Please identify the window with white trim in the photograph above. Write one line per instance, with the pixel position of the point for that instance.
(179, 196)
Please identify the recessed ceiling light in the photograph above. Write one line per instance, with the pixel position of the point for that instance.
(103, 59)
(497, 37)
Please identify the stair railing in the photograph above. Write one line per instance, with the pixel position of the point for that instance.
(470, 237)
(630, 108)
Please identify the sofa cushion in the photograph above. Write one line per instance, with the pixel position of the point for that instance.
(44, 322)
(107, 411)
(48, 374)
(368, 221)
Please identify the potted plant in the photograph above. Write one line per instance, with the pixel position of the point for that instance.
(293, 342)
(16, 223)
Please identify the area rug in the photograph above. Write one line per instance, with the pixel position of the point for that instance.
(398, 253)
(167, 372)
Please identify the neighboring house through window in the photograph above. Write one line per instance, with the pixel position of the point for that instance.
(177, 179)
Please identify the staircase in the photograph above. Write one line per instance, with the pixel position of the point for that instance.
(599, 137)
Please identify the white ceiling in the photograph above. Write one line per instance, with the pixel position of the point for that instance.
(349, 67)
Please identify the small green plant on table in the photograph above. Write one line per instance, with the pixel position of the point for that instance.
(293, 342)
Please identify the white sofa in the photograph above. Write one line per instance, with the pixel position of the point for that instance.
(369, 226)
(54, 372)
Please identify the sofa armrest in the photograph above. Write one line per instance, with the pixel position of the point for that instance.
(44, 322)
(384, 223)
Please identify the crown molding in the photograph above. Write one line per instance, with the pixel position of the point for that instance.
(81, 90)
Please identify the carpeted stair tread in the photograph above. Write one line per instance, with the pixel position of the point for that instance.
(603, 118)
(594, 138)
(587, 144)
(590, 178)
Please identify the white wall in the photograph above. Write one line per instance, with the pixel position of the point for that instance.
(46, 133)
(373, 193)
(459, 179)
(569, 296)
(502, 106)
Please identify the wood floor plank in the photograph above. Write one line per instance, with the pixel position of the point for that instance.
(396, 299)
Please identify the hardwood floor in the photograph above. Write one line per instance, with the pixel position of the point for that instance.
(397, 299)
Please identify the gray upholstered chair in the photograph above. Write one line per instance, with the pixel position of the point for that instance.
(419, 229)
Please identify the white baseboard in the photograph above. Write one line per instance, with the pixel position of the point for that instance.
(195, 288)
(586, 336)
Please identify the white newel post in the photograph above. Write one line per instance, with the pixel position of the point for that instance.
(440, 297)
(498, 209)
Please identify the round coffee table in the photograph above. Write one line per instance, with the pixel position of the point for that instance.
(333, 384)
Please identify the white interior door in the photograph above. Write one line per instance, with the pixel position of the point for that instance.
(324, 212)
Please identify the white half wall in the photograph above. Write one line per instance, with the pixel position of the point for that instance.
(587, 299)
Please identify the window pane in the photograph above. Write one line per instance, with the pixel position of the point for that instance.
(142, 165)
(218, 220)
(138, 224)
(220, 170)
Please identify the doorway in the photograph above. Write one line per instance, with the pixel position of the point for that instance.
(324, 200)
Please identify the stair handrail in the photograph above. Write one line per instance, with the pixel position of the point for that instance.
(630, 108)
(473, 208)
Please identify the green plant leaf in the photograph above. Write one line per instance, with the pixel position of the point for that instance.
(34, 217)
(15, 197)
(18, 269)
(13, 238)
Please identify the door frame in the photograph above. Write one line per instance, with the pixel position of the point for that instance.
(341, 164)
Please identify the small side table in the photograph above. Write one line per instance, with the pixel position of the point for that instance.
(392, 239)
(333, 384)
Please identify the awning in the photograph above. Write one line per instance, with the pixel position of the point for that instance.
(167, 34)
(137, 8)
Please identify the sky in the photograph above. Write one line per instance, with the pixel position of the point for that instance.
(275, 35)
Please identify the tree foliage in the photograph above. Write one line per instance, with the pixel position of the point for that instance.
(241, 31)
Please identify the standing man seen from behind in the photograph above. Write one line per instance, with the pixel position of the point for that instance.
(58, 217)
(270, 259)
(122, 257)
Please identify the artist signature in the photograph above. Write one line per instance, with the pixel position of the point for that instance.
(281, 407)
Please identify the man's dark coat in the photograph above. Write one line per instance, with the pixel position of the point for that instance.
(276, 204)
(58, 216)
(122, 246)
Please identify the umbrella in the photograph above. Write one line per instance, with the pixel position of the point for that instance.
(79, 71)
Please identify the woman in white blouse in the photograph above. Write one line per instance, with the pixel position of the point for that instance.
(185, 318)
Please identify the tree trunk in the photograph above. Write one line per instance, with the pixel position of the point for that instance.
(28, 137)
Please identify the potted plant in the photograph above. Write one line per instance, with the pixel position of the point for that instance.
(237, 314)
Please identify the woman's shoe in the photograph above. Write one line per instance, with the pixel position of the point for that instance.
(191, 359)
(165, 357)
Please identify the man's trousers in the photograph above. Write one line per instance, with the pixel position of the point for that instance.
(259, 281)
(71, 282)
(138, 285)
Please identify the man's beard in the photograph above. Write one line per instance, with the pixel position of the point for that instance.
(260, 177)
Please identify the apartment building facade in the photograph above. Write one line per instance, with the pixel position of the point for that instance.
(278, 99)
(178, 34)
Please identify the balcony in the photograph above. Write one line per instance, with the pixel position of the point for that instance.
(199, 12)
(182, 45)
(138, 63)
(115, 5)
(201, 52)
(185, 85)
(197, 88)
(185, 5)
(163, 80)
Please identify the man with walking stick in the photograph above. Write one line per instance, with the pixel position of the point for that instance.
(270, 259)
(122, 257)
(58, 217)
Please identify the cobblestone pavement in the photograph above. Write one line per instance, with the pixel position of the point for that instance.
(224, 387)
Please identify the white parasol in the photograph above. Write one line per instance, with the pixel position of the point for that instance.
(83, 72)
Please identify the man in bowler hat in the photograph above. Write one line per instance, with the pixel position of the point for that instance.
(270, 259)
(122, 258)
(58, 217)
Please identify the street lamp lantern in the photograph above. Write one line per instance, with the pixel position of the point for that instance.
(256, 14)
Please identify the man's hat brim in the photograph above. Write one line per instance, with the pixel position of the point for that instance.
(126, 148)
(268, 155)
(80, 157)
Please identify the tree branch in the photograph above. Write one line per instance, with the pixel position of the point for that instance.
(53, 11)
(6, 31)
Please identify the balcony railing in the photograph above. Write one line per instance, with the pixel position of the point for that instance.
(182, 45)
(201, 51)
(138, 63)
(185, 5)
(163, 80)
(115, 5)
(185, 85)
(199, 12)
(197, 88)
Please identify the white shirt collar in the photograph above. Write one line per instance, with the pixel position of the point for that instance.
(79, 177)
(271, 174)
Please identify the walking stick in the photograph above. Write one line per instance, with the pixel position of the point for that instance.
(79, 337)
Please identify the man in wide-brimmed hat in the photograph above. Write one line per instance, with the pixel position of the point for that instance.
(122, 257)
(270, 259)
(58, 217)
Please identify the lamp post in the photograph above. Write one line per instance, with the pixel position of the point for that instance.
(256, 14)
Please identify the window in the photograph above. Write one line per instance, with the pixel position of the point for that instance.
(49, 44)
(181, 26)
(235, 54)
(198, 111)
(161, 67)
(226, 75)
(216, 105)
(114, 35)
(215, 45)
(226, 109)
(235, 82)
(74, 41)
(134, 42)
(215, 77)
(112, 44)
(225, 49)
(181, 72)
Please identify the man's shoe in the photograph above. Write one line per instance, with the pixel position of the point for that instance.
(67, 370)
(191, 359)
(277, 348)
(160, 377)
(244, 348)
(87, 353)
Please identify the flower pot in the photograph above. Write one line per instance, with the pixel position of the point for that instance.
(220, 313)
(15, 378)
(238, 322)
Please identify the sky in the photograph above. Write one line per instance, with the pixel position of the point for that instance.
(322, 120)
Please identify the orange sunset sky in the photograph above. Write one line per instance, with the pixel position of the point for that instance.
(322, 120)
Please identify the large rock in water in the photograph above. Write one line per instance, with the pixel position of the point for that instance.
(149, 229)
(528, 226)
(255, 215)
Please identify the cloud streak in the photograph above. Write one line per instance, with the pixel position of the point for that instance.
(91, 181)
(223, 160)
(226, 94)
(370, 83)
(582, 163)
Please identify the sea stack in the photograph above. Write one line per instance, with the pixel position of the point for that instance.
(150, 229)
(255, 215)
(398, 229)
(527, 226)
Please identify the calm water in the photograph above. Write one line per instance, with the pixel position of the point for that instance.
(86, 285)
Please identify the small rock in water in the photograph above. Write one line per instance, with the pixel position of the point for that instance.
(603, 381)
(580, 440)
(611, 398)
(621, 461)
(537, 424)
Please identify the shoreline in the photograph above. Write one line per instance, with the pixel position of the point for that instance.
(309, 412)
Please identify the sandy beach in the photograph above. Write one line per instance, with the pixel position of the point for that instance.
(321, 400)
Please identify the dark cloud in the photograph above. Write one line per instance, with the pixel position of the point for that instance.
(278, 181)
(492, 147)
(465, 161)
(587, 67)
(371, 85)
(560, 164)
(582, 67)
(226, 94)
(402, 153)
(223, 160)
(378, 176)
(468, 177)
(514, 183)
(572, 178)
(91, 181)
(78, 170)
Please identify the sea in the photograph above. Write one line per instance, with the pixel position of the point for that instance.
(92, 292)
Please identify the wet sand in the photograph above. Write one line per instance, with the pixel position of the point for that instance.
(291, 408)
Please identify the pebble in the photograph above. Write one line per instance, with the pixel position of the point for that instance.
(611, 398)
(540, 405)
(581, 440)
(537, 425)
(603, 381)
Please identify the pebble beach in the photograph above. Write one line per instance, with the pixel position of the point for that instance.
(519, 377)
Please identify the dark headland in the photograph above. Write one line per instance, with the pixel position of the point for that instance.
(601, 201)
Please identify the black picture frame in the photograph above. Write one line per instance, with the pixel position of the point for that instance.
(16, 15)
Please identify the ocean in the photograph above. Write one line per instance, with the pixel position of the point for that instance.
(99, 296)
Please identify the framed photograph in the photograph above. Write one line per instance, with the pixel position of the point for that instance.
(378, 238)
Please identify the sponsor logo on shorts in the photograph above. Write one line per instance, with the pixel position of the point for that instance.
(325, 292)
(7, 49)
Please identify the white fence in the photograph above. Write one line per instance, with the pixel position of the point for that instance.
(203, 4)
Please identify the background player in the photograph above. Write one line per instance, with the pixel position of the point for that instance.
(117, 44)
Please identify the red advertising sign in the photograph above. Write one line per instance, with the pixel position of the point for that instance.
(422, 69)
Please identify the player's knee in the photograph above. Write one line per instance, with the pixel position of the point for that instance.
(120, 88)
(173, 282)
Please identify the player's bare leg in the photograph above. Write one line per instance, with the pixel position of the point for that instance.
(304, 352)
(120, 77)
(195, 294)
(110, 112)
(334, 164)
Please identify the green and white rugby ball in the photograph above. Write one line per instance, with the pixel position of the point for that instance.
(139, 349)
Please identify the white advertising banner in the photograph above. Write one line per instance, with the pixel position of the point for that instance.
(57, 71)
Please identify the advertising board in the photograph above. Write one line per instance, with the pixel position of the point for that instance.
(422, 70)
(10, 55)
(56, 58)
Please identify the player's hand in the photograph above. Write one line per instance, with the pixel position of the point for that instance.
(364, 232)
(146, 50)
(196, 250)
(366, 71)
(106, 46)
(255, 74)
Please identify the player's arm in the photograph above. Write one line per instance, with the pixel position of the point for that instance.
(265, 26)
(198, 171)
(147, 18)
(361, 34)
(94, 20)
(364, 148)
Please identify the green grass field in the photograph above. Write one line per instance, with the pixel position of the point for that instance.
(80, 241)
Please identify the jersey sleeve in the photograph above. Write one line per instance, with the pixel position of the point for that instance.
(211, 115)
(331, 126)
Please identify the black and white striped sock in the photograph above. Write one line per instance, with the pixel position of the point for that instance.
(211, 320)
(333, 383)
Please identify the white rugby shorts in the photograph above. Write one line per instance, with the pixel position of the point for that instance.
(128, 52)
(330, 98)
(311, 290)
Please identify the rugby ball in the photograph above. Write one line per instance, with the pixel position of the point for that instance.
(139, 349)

......

WHAT IS REQUIRED:
Your task is to copy exactly, and only, the lines from the line with "Please identify the black and" through the last line of the entries, both included.

SOLVED PROBLEM:
Please identify the black and white striped sock in the photograph above. Write one line per instance, with the pixel position of the point for that instance.
(211, 320)
(333, 383)
Please identify the white rugby shorts in the photograph above. Write one line per instance, with the pixel position of the point for that instance.
(128, 52)
(330, 98)
(311, 290)
Please identify the rugby ball in the photograph above. Write one line per instance, with the pixel position of the point for that instance.
(139, 349)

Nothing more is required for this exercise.